▶ What is needed
Give every line back verbatim, dropping all images.

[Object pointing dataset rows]
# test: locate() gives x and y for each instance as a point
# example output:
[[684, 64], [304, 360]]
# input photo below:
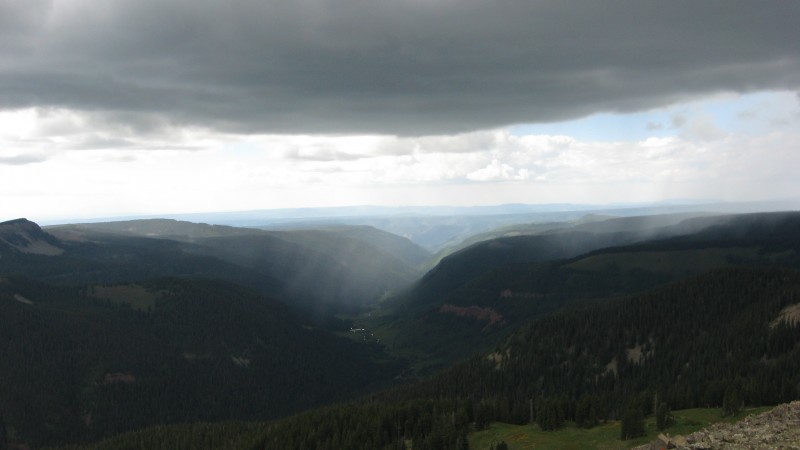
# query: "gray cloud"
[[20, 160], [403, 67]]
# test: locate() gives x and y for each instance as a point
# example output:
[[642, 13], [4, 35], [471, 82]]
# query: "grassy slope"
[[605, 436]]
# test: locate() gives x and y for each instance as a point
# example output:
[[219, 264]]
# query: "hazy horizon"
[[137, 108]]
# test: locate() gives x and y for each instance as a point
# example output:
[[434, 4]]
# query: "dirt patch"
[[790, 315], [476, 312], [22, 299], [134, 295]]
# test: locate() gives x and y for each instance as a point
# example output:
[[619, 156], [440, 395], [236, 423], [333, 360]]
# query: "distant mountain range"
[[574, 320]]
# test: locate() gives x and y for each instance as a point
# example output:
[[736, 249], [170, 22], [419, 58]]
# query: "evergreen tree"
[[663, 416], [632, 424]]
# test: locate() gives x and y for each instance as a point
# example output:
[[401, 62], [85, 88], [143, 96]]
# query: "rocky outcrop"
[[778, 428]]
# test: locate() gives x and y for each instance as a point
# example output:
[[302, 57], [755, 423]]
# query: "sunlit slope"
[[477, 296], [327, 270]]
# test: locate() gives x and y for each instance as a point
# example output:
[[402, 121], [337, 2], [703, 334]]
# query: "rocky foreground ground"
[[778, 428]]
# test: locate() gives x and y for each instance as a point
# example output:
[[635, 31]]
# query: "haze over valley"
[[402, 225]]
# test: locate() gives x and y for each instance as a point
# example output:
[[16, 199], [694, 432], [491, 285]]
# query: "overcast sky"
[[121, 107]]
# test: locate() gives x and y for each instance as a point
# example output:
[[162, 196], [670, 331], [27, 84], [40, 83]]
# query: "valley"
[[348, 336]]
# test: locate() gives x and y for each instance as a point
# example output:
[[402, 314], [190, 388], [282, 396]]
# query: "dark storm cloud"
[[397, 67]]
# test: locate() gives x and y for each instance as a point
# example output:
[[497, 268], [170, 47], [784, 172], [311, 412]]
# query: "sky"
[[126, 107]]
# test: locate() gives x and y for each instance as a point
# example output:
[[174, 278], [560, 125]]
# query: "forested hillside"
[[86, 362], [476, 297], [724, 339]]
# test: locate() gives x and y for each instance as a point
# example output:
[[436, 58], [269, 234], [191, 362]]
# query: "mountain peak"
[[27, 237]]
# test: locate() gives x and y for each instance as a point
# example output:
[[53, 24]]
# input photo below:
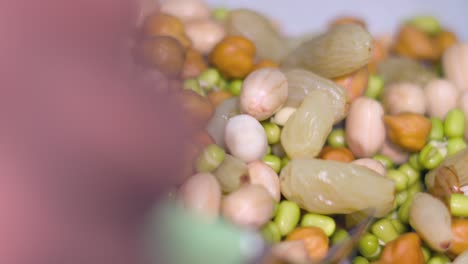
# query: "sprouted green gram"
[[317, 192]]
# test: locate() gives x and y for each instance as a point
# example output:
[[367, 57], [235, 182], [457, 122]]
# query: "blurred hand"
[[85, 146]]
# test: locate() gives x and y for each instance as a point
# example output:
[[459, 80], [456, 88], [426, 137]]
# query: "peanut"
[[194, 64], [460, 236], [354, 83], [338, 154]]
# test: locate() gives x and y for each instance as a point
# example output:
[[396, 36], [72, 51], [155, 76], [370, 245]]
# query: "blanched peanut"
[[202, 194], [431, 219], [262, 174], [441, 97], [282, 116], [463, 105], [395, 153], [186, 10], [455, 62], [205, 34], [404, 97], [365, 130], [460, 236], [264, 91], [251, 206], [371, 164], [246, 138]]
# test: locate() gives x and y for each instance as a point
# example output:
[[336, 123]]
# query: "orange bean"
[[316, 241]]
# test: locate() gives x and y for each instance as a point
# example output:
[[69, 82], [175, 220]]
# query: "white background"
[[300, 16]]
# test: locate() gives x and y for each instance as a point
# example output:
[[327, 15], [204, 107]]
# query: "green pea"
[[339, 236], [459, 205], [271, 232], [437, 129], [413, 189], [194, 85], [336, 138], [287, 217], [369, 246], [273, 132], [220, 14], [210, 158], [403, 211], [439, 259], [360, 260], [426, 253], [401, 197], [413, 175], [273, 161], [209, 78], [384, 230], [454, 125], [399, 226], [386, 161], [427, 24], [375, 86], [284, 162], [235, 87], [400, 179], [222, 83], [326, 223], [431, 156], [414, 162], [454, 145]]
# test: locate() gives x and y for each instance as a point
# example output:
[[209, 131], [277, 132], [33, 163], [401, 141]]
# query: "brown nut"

▶ Solution to the exercise
# test: locate() gives x and y for each instance as a point
# example output:
[[684, 64], [304, 360]]
# input photo below:
# query: "gray cloud"
[[20, 160], [403, 67]]
# test: locate() gives x and y for each instance as a point
# example output:
[[642, 13], [4, 35], [471, 82]]
# query: "grassy slope"
[[605, 436]]
# test: locate() gives x and y for each instance as a point
# example output:
[[219, 264]]
# query: "hazy horizon"
[[137, 108]]
# test: locate() gives x and y for each instance as a point
# example output:
[[434, 4]]
# query: "dirt patch"
[[790, 315], [476, 312], [22, 299], [134, 295]]
# test: locate() gives x and y for each instance as a point
# example output:
[[619, 156], [440, 395], [236, 423], [333, 360]]
# query: "distant mountain range"
[[574, 320]]
# test: locate() gives x and y for each instance as a point
# example output:
[[736, 249], [170, 22], [419, 58]]
# query: "evergreen tree"
[[663, 416], [632, 424]]
# test: locate() gives x and y for each instance as a point
# example output:
[[401, 62], [85, 88], [143, 96]]
# query: "rocky outcrop"
[[778, 428]]
# test: locate() gives x and y for each instance as a point
# example output:
[[302, 57], [755, 423]]
# query: "sunlit slope"
[[477, 296], [327, 270]]
# test: locate() gives x and y for each instance as a point
# example output:
[[402, 121], [337, 2], [703, 334]]
# query: "rocky foreground ground"
[[778, 428]]
# test: locate() gives x and y for each instance as a point
# example output:
[[635, 31]]
# query: "haze over valley"
[[402, 225]]
# test: locate() gives x and y for each instance as a point
# example output:
[[16, 199], [694, 432], [491, 285]]
# query: "overcast sky"
[[121, 107]]
# test: locate() gives x and y for each instance as a point
# example output:
[[162, 196], [670, 331], [27, 84], [40, 83]]
# query: "valley"
[[348, 336]]
# test: locate() gives x and y for each instance as a point
# example output:
[[402, 314], [190, 388], [282, 396]]
# query: "dark storm cloud"
[[397, 67]]
# test: locate() gives x and y for each instance as a point
# example output:
[[497, 268], [170, 47], [784, 172], [311, 412]]
# query: "sky"
[[126, 107]]
# test: locate() gives x and y for each instance as a point
# example output:
[[174, 278], [560, 125]]
# query: "forested hillside"
[[86, 362], [476, 297], [724, 339]]
# test: locate() gives x and y for each instance as a point
# example output:
[[436, 58], [269, 234], [191, 362]]
# query: "mountain peak"
[[27, 237]]
# test: locate() gives x and y for each instance as a point
# example output:
[[53, 24]]
# input photo below:
# query: "sprouted green gram"
[[317, 192]]
# test: locate() gives x and y for each instance as a point
# example output:
[[367, 57], [235, 182], [457, 122]]
# query: "blurred hand"
[[85, 146]]
# test: locate() gives x and y for each instance as a point
# example output:
[[459, 80], [456, 88], [426, 137]]
# query: "peanut"
[[194, 64], [460, 236], [354, 83], [338, 154]]
# test: locate() gives x and y for each instance as a point
# example output:
[[396, 36], [72, 51], [155, 76], [370, 245]]
# query: "blanched peanut"
[[202, 194], [431, 219], [262, 174], [441, 97], [282, 116], [463, 105], [395, 153], [186, 10], [455, 62], [205, 34], [404, 97], [365, 130], [460, 236], [264, 91], [251, 206], [371, 164], [246, 138]]
# test: locate() gives x and y for each instance as a point
# example output:
[[336, 123]]
# query: "orange bean"
[[316, 241]]
# test: locate() gives x and y for each instance as a point
# example output:
[[69, 82], [175, 220]]
# query: "white background"
[[300, 16]]
# test: locate() gives x and y for each instance as a point
# example output:
[[327, 15], [204, 107]]
# query: "green pea"
[[339, 236], [459, 205], [271, 232], [437, 129], [413, 189], [194, 85], [336, 138], [287, 217], [369, 246], [273, 132], [220, 14], [210, 158], [403, 211], [439, 259], [360, 260], [426, 253], [401, 197], [413, 175], [273, 161], [209, 78], [384, 230], [454, 125], [399, 226], [386, 161], [427, 24], [375, 86], [284, 162], [235, 87], [400, 179], [222, 83], [326, 223], [431, 156], [414, 162], [454, 145]]
# test: locate() gives x and y for each instance as a point
# example output:
[[209, 131], [277, 132], [33, 163], [401, 141]]
# query: "brown nut"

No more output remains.